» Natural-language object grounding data
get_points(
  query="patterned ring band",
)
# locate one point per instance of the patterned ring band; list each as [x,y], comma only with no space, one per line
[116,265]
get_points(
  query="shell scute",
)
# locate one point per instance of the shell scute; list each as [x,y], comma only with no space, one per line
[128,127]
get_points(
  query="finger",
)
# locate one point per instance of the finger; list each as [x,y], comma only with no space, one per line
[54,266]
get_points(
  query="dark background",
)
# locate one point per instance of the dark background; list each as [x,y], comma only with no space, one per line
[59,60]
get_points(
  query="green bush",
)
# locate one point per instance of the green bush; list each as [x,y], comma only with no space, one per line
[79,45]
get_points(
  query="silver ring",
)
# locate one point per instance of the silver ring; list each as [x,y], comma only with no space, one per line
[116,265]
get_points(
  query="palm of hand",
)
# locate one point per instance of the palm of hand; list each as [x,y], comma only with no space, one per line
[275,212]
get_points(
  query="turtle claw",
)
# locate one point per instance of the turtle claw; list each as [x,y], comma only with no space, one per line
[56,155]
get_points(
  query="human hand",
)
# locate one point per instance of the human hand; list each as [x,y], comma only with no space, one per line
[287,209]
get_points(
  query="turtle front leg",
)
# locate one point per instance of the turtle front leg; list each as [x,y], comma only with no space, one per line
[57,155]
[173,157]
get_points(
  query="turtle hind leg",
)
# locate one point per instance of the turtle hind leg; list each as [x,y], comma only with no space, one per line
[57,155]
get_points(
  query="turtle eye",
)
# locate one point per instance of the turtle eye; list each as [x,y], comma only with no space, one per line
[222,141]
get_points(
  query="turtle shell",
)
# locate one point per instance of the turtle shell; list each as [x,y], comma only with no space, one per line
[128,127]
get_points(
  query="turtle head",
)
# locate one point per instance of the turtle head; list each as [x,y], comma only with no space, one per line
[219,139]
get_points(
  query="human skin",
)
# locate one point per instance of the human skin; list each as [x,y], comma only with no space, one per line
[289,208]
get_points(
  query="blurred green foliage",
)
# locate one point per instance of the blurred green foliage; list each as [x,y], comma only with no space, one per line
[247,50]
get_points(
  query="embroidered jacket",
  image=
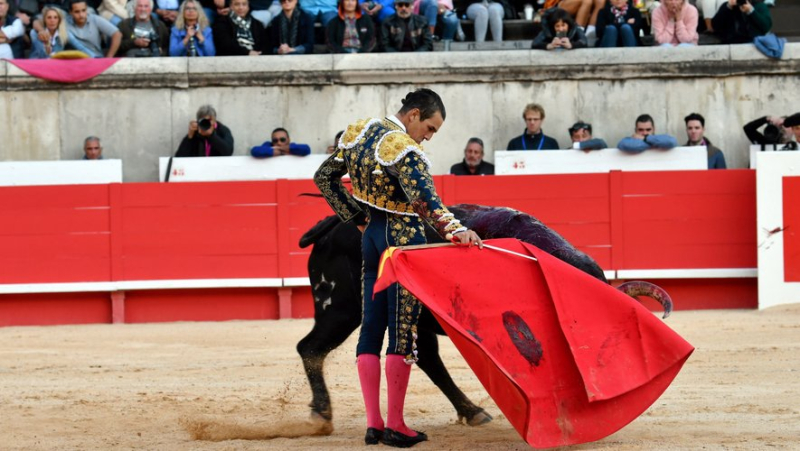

» Work to be completed
The data above should be returned in full, exactly as written, apart from its images.

» Response below
get_points(
  query="patterned ring band",
)
# locate one point per instance of the patterned ring band; list each as [x,y], comma only with no space, one per line
[116,265]
get_points(
  query="shell scute",
)
# locate one point per instance of the shell scute; list each as [x,y], comma only with no space, one per line
[128,127]
get_points(
  query="finger",
)
# locate one point per instance of the finger; list each as [x,y], comma only with no space, one per line
[54,266]
get_points(
  query="dark background",
)
# locate one point per instance of the dark background; list each as [x,y], comma only with no space, one per line
[59,60]
get_points(
  query="green bush",
)
# locate one point per instance of the green bush; list each as [x,y], comma only with no space, one per line
[79,45]
get_points(
  query="silver ring",
)
# locate one point per instance of the silver ring; list each as [x,y], comma only with no space, one per line
[116,265]
get_points(
  query="palm of hand",
)
# locate one point per instance of the palm of hand; list each as [x,y], comma only with no space, one per line
[275,212]
get_points(
  query="turtle claw",
)
# locate one point per instance of the turtle claw; list each as [x,y], comma only with no space, one per line
[56,155]
get_points(
  query="human hand",
)
# locate one point per instance of the human hand; list each as [x,y], comma only with no space, one per line
[287,209]
get_points(
  query="turtle front leg",
)
# locate one point per instance of the turtle front leg; list each as [x,y], comma only with no space, one per line
[57,155]
[173,157]
get_points(
  query="turtle hind leg",
)
# locate one point per instance of the turtle hind leg; list each as [x,y], comma only with no space, one per line
[57,155]
get_points(
  query="turtle eye",
)
# locate one point per instance of the turtle eye; list each as [x,y], comma only with no space, one per line
[222,141]
get_points(
  query="turtle shell",
)
# locate one point per instance of the turtle shell; list each as [x,y], comma only with no space, one per line
[128,127]
get_points(
  query="turtle head",
)
# locate one point per instance of the turtle head; list each as [x,y], comma only with no space, one per line
[219,139]
get_points(
  query="human skin",
)
# locate one point per instance of the human skin; list each as [x,y], comma only with no space, one per line
[289,208]
get_points(
  query="blurred green foliage",
)
# locate one point per instance of the blurred green foliage; list each as [x,y], comma only with no space, one per line
[247,50]
get_points(
  query="embroidered jacket",
  image=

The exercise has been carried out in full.